Inhalation of air with altered levels of oxygen and carbon dioxide to manipulate tissue oxygenation and perfusion has both therapeutic and diagnostic value. These physiological responses can be measured non-invasively with magnetic resonance (MR) relaxation times. However, interpreting MR measurements is not straight-forward in extra-cranial organs where gas challenge studies have only begun to emerge. Inconsistent results have been reported on MR, likely because different organs respond differently. The objective of this study was to elucidate organ-specific physiological responses to gas challenge underlying MR measurements by investigating oxygenation and perfusion changes in the normal liver and kidney cortex.


Gas challenges (100% O(2), 10% CO(2), and carbogen [90% O(2)+10% CO(2)]) interleaved with room air was delivered to rabbits to investigate their effect on tissue oxygenation and perfusion. Real-time fiber-optic measurements of absolute oxygen and relative blood flow were made in the liver and kidney cortex.


Only the liver demonstrated a vasodilatory response to CO(2). Perfusion changes to other gases were minimal in both organs. Tissue oxygenation measurements showed the liver responding only when CO(2) was present and the kidney only when O(2) was present.


This study reveals distinct physiological response mechanisms to gas challenge in the liver and kidney. The detailed characterization of organ-specific responses is critical to improving our understanding and interpretation of MR measurements in various body organs, and will help broaden the application of MR for non-invasive studies of gas challenges.

Material provided
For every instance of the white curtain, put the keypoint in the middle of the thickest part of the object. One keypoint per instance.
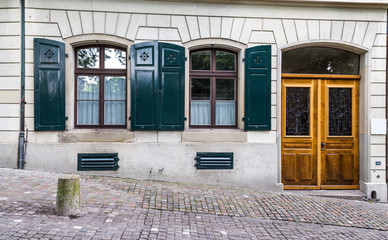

What the task requires
Reproduce the abstract on gas challenges in the liver and kidney word for word, in full. Rely only on the abstract about gas challenge responses in the liver and kidney.

Response to this task
Inhalation of air with altered levels of oxygen and carbon dioxide to manipulate tissue oxygenation and perfusion has both therapeutic and diagnostic value. These physiological responses can be measured non-invasively with magnetic resonance (MR) relaxation times. However, interpreting MR measurements is not straight-forward in extra-cranial organs where gas challenge studies have only begun to emerge. Inconsistent results have been reported on MR, likely because different organs respond differently. The objective of this study was to elucidate organ-specific physiological responses to gas challenge underlying MR measurements by investigating oxygenation and perfusion changes in the normal liver and kidney cortex.


Gas challenges (100% O(2), 10% CO(2), and carbogen [90% O(2)+10% CO(2)]) interleaved with room air was delivered to rabbits to investigate their effect on tissue oxygenation and perfusion. Real-time fiber-optic measurements of absolute oxygen and relative blood flow were made in the liver and kidney cortex.


Only the liver demonstrated a vasodilatory response to CO(2). Perfusion changes to other gases were minimal in both organs. Tissue oxygenation measurements showed the liver responding only when CO(2) was present and the kidney only when O(2) was present.


This study reveals distinct physiological response mechanisms to gas challenge in the liver and kidney. The detailed characterization of organ-specific responses is critical to improving our understanding and interpretation of MR measurements in various body organs, and will help broaden the application of MR for non-invasive studies of gas challenges.